PROBLEMS AND TASKS
[1] From the passage on erosic listening, rewrite the section starting at "Grounded in Black" and ending at "and with others.", replacing "introspective practice" with "inward practice".
[2] Answer these questions from the passage on erosic listening:
(a) Who used the word Érōs to describe generating something new and beautiful?
(b) Who specifically theorized kin as a verb?
(c) Whose centering of anger and eros is erosic listening grounded in?

PAGE EXTRACT

Listening Erosically with Whales

To envision a world beyond what is, is to intently desire for something different. Erosic Listening starts here, in the space between what is and what could be, as an infinite space of possibilities that lives, at first, within. It is a practice and an ethos that embraces anger, grief, and discomfort as a powerful practice to find direction, meaning, and the will to let erode what needs to fall apart.

Grounded in Black feminist scholar Audre Lorde’s centering of anger and eros as transformational practices for collective change, erosic listening is an introspective practice of listening with and attunement both within ourselves and with others.

Erosic” contains both the ancient meaning of Érōs, a word Socrates used to describe generating something new and beautiful; and “erosion,” a slow and persistent transformation of even the most seemingly immutable landscapes. Érōs as this ancient force is something that can be felt, but that the mind or intellect (Lógos) cannot quite grasp, and thus it is an embodied ability to desire something different beyond what already is (including law, as specifically discussed in The Symposium).

Erosic Attuning insists that whales, forests, tempests, oceans, rivers, and humans, carry erotic force within them that sometimes also expresses itself through sound and that this force must be reckoned with through our bodies. Embodying Érōs and thus desire is here not a selfish pursuit, but rather, a moral compass. To erosically attune is to practice allowing bodily feelings to guide a certain pursuit of knowledge, of ourselves and others. It necessitates a confrontation with feelings of anger, rage, grief, and other internal states we are taught (in Western societies) to repress in favor of “positive thinking,” “spiritual bypassing,” or indifference.

Erosic listening and attuning enables us to connect with networks of kin and care that stretch beyond our species. This in turn helps us work toward collective change and grow our political imaginations. Our ability to stay and step into the discomfort of not knowing how to move forward, but at the same time, holding the possibility of a better future, enables us to imagine creative solutions beyond what is.

We developed erosic attunement as a theory and practice of whole-embodied listening that requires the ability to not only stay with the discomfort – including heavy emotions such as anger, despair, grief, and suffering – but to also reach beyond ourselves and humanity, into a space of attuned animality. Doing so, we practice becoming better animals, a process only possible if we stop perceiving ourselves as exceptional, superior, and entitled, and instead start relating to the other as an important co-creator of an ecosystem of being.

Kinning, or perceiving the more-than-human world as kin is something First Nations and indigenous communities have been relentlessly teaching about, and thus, this practice is also rooted in the shared wisdom of many different cultures who albeit differently ultimately advocate for an interrelationship with the world that is reciprocal, giving, and regenerative. Kin as a verb was specifically theorized by Robin Wall Kimmerer.

RECORD EXCERPTS
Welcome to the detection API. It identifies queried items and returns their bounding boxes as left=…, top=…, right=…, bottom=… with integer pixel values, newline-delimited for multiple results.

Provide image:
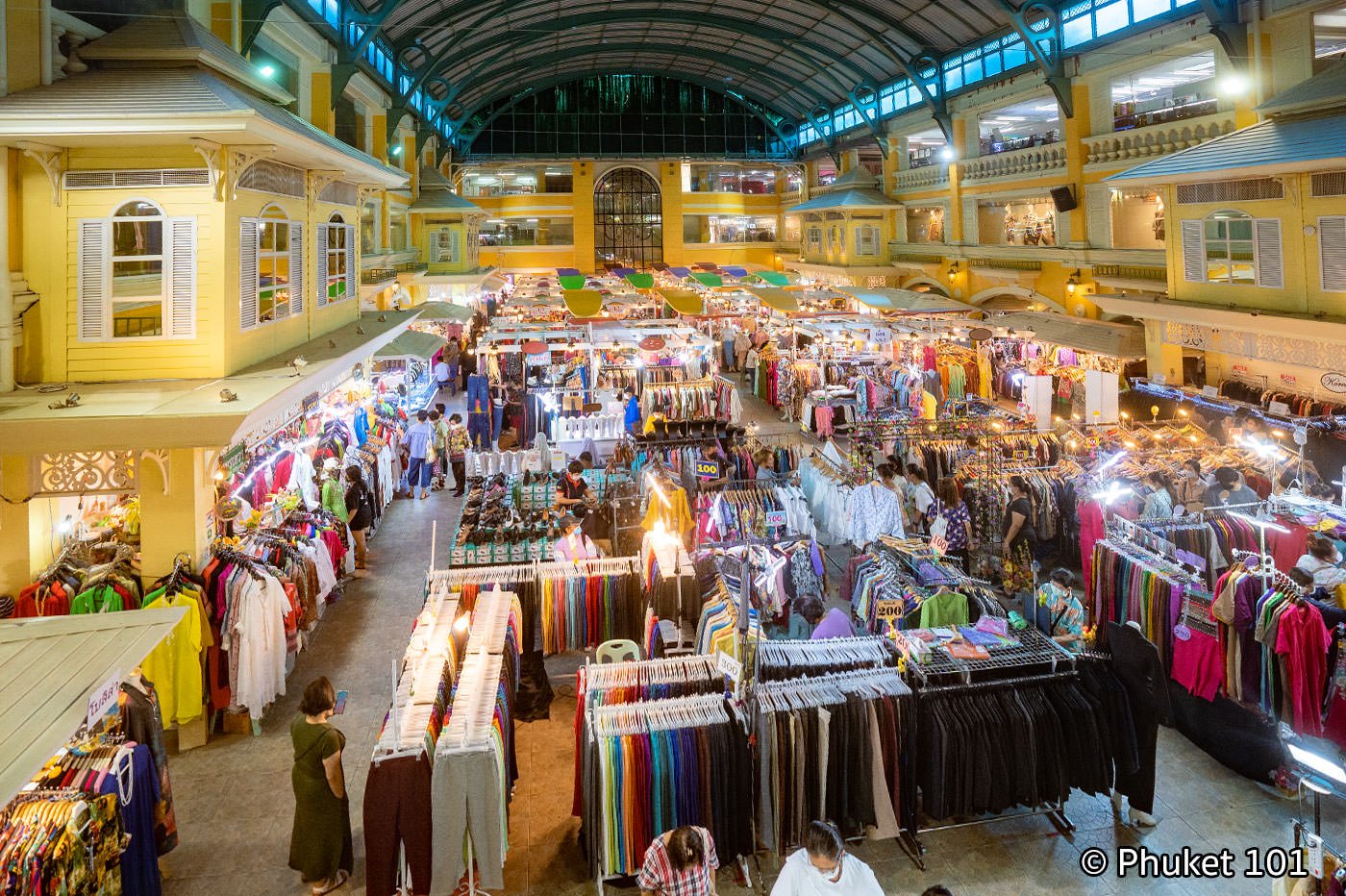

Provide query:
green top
left=323, top=476, right=350, bottom=522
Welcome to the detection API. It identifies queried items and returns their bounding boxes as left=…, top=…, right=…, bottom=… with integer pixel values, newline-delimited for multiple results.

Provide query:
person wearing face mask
left=771, top=821, right=883, bottom=896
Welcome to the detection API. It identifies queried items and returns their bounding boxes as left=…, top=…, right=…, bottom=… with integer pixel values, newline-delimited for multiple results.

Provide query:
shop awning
left=748, top=286, right=800, bottom=312
left=374, top=330, right=448, bottom=361
left=985, top=311, right=1145, bottom=358
left=564, top=289, right=603, bottom=317
left=416, top=301, right=472, bottom=323
left=660, top=289, right=706, bottom=314
left=0, top=607, right=187, bottom=805
left=838, top=286, right=972, bottom=314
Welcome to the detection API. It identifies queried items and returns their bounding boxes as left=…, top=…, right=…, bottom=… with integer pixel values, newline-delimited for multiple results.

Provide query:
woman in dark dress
left=289, top=677, right=356, bottom=896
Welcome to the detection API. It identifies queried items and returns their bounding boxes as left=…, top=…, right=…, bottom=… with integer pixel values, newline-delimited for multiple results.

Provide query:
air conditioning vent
left=317, top=181, right=360, bottom=206
left=1178, top=178, right=1285, bottom=206
left=238, top=161, right=304, bottom=199
left=64, top=168, right=210, bottom=189
left=1309, top=171, right=1346, bottom=196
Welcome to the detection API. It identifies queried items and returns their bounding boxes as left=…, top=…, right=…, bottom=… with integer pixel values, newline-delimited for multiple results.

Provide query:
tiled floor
left=162, top=389, right=1346, bottom=896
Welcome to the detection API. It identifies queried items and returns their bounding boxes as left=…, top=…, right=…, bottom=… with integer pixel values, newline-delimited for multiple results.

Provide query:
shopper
left=1174, top=458, right=1209, bottom=514
left=734, top=330, right=753, bottom=373
left=448, top=414, right=468, bottom=498
left=1140, top=469, right=1178, bottom=519
left=556, top=460, right=588, bottom=519
left=930, top=476, right=972, bottom=573
left=289, top=677, right=356, bottom=896
left=346, top=464, right=374, bottom=569
left=403, top=408, right=435, bottom=499
left=322, top=458, right=346, bottom=522
left=1000, top=476, right=1036, bottom=599
left=552, top=514, right=603, bottom=563
left=623, top=386, right=640, bottom=436
left=906, top=464, right=935, bottom=532
left=1295, top=535, right=1346, bottom=590
left=794, top=595, right=855, bottom=640
left=1206, top=467, right=1258, bottom=508
left=771, top=821, right=883, bottom=896
left=1037, top=568, right=1084, bottom=651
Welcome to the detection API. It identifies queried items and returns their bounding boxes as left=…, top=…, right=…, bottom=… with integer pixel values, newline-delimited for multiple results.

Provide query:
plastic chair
left=595, top=637, right=640, bottom=663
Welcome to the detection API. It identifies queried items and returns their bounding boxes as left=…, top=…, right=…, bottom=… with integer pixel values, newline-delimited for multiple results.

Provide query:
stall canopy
left=841, top=286, right=972, bottom=314
left=985, top=311, right=1145, bottom=358
left=660, top=289, right=706, bottom=314
left=748, top=286, right=800, bottom=312
left=748, top=270, right=790, bottom=286
left=0, top=607, right=187, bottom=805
left=414, top=301, right=472, bottom=323
left=374, top=330, right=448, bottom=361
left=565, top=289, right=603, bottom=317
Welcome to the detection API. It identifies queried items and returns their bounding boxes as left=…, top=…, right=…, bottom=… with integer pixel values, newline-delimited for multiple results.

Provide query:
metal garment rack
left=908, top=629, right=1078, bottom=850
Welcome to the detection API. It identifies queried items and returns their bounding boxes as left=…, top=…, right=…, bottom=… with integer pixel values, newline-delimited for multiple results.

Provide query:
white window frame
left=75, top=196, right=196, bottom=344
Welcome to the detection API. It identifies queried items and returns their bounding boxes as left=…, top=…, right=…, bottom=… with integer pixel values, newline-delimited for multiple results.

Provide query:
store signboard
left=85, top=671, right=121, bottom=729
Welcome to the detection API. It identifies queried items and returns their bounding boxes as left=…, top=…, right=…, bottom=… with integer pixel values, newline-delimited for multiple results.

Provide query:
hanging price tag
left=85, top=671, right=121, bottom=729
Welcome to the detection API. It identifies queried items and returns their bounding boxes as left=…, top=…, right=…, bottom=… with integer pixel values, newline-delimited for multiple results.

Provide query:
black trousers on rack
left=364, top=754, right=434, bottom=896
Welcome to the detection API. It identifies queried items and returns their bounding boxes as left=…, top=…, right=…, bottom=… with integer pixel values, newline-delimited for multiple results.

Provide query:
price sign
left=85, top=671, right=121, bottom=729
left=714, top=651, right=743, bottom=684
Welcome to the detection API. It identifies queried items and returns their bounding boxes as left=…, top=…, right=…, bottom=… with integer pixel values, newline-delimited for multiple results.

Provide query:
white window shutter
left=1253, top=218, right=1285, bottom=289
left=289, top=221, right=304, bottom=314
left=238, top=218, right=259, bottom=330
left=313, top=223, right=327, bottom=308
left=1318, top=215, right=1346, bottom=292
left=1182, top=221, right=1206, bottom=283
left=164, top=218, right=196, bottom=339
left=342, top=225, right=360, bottom=299
left=75, top=218, right=112, bottom=341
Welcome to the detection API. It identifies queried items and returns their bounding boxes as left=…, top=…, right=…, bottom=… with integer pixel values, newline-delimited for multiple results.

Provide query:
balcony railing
left=962, top=142, right=1066, bottom=181
left=894, top=165, right=949, bottom=192
left=1081, top=112, right=1234, bottom=167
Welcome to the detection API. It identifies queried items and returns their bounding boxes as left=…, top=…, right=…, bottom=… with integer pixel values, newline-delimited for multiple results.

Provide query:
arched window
left=77, top=199, right=196, bottom=341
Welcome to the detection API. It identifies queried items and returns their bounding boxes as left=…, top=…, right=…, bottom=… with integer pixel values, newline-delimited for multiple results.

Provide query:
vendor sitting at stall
left=556, top=460, right=588, bottom=519
left=552, top=514, right=603, bottom=563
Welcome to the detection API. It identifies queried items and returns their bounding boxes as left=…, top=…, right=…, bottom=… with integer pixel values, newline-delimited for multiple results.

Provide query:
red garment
left=1172, top=629, right=1225, bottom=700
left=1276, top=604, right=1329, bottom=737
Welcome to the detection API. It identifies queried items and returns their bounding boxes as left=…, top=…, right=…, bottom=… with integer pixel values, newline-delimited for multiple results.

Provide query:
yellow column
left=0, top=455, right=35, bottom=595
left=572, top=161, right=594, bottom=272
left=1064, top=80, right=1093, bottom=246
left=140, top=448, right=215, bottom=580
left=660, top=162, right=686, bottom=265
left=309, top=68, right=336, bottom=135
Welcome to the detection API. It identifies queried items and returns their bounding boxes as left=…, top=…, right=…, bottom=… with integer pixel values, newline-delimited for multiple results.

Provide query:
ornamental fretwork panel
left=37, top=451, right=138, bottom=495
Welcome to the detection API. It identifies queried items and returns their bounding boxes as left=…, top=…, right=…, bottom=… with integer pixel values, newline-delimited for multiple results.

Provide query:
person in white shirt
left=771, top=821, right=883, bottom=896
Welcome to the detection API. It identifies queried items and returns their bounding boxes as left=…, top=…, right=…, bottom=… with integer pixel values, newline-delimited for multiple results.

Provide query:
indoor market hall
left=0, top=0, right=1346, bottom=896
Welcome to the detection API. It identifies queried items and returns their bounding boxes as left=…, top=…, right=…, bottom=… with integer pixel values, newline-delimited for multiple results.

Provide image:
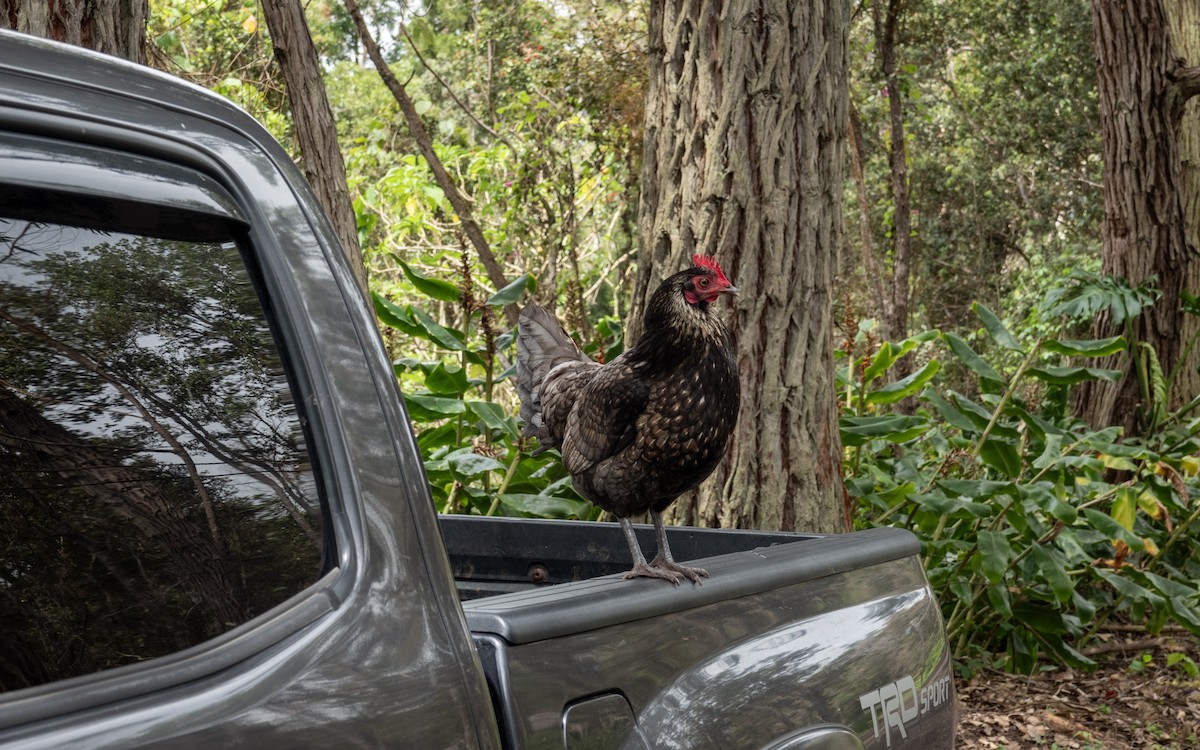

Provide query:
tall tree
left=630, top=0, right=848, bottom=532
left=0, top=0, right=150, bottom=64
left=263, top=0, right=367, bottom=298
left=1080, top=0, right=1200, bottom=432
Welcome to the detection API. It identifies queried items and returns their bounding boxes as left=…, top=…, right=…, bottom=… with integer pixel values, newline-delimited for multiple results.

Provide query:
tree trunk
left=1078, top=0, right=1200, bottom=434
left=0, top=0, right=150, bottom=65
left=1166, top=0, right=1200, bottom=407
left=630, top=0, right=848, bottom=532
left=871, top=0, right=912, bottom=348
left=263, top=0, right=370, bottom=299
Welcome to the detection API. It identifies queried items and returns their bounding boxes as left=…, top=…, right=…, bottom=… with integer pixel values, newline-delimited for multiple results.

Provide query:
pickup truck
left=0, top=32, right=955, bottom=750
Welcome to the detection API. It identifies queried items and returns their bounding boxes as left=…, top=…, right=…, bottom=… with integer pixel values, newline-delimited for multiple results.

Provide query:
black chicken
left=517, top=256, right=739, bottom=584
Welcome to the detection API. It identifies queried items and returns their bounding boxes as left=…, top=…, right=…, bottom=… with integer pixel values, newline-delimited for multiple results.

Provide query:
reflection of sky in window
left=0, top=217, right=314, bottom=505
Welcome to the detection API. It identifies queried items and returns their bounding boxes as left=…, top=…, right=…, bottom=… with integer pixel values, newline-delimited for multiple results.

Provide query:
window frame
left=0, top=115, right=362, bottom=732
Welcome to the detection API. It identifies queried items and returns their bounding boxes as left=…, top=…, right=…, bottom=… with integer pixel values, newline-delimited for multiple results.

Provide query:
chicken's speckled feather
left=517, top=266, right=739, bottom=518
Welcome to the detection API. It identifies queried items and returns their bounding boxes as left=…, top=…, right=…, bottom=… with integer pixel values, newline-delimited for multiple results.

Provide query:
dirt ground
left=958, top=630, right=1200, bottom=750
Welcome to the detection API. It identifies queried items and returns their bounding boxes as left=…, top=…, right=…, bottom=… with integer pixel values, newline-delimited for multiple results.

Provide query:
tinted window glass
left=0, top=211, right=322, bottom=690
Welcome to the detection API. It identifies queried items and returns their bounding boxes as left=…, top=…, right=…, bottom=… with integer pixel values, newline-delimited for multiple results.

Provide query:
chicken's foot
left=619, top=518, right=686, bottom=586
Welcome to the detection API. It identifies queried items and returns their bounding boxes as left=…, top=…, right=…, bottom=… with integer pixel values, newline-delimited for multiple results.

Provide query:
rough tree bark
left=1166, top=0, right=1200, bottom=406
left=0, top=0, right=150, bottom=64
left=263, top=0, right=370, bottom=300
left=630, top=0, right=848, bottom=532
left=343, top=0, right=517, bottom=325
left=1078, top=0, right=1200, bottom=434
left=871, top=0, right=912, bottom=345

OUTPUTS IN ORDER
[1]
Grounded in Black feminist scholar Audre Lorde’s centering of anger and eros as transformational practices for collective change, erosic listening is an inward practice of listening with and attunement both within ourselves and with others.

[2]
(a) Socrates.
(b) Robin Wall Kimmerer.
(c) Audre Lorde, a Black feminist scholar.